# Quoted passage

Leukotriene biosynthesis inhibitor MK886 impedes DNA polymerase activity.

Specialized DNA polymerases participate in replication stress responses and in DNA repair pathways that function as barriers against cellular senescence and genomic instability. These events can be co-opted by tumor cells as a mechanism to survive chemotherapeutic and ionizing radiation treatments and as such, represent potential targets for adjuvant therapies. Previously, a high-throughput screen of ∼16,000 compounds identified several first generation proof-of-principle inhibitors of human DNA polymerase kappa (hpol κ). The indole-derived inhibitor of 5-lipoxygenase activating protein (FLAP), MK886, was one of the most potent inhibitors of hpol κ discovered in that screen. However, the specificity and mechanism of inhibition remained largely undefined. In the current study, the specificity of MK886 against human Y-family DNA polymerases and a model B-family DNA polymerase was investigated. MK886 was found to inhibit the activity of all DNA polymerases tested with similar IC(50) values, the exception being a 6- to 8-fold increase in the potency of inhibition against human DNA polymerase iota (hpol ι), a highly error-prone enzyme that uses Hoogsteen base-pairing modes during catalysis. The specificity against hpol ι was partially abrogated by inclusion of the recently annotated 25 a.a. N-terminal extension. On the basis of Michaelis-Menten kinetic analyses and DNA binding assays, the mechanism of inhibition by MK886 appears to be mixed. In silico docking studies were used to produce a series of models for MK886 binding to Y-family members. The docking results indicate that two binding pockets are conserved between Y-family polymerases, while a third pocket near the thumb domain appears to be unique to hpol ι. Overall, these results provide insight into the general mechanism of DNA polymerase inhibition by MK886.

# What the exercise asks
In the abstract on MK886 and DNA polymerase activity, which polymerase did MK886 inhibit with 6- to 8-fold greater potency than the others tested?

# Dataset records
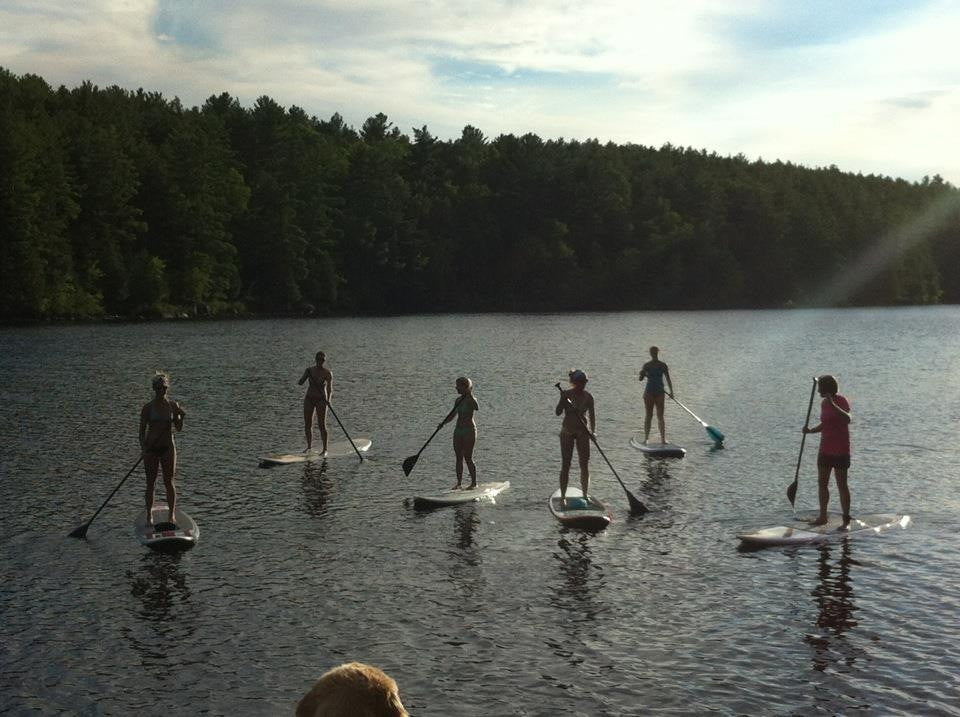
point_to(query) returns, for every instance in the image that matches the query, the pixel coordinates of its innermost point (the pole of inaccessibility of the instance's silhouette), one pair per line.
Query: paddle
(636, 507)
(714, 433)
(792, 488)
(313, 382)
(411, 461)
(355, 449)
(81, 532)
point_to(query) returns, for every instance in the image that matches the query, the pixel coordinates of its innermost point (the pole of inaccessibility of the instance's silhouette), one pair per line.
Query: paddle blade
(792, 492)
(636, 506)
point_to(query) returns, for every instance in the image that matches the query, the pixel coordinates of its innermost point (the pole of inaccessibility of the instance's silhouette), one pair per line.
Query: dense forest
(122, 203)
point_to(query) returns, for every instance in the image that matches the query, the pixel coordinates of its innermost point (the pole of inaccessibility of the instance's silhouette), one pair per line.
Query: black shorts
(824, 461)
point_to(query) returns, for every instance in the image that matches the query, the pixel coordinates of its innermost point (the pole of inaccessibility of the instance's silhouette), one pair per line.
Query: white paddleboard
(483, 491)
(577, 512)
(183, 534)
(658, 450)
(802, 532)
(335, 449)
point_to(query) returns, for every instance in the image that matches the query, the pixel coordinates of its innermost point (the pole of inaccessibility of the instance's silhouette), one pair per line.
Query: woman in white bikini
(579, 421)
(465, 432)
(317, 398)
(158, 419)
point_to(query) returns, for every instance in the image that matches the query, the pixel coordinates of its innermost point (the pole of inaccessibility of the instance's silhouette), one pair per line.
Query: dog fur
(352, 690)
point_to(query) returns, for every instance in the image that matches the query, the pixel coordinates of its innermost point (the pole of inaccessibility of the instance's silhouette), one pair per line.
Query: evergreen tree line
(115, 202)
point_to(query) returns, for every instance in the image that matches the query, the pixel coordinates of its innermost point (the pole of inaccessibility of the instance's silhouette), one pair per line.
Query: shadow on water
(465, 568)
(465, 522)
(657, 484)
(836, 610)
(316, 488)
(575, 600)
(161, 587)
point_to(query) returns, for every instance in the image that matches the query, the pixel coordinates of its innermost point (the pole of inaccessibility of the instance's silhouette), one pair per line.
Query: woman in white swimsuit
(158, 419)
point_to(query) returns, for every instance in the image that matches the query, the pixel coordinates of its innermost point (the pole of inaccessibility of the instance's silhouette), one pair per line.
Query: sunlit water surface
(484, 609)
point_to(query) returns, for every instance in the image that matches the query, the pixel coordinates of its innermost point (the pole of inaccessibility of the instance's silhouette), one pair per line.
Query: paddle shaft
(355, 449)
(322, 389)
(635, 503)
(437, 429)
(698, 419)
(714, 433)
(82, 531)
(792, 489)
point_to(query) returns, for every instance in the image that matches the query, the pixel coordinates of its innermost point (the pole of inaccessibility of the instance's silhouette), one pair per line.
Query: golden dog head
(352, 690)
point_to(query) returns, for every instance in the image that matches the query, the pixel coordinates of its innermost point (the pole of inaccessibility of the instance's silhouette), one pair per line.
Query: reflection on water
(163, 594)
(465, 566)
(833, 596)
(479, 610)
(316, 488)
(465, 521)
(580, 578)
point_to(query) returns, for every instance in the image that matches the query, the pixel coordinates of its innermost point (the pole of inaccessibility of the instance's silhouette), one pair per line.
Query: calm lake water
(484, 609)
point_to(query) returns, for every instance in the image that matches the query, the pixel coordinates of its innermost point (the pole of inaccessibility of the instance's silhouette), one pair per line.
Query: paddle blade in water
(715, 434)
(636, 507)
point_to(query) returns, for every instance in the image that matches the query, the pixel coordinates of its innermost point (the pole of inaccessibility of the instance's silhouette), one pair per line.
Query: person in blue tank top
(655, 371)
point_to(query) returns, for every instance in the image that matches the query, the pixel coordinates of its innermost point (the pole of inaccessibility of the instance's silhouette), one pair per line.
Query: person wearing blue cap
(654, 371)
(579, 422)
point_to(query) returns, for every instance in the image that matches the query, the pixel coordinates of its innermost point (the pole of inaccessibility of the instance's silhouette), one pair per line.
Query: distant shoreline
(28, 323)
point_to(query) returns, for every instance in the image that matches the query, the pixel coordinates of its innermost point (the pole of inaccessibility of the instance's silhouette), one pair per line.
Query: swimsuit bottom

# Written solution
Human DNA polymerase iota (hpol ι).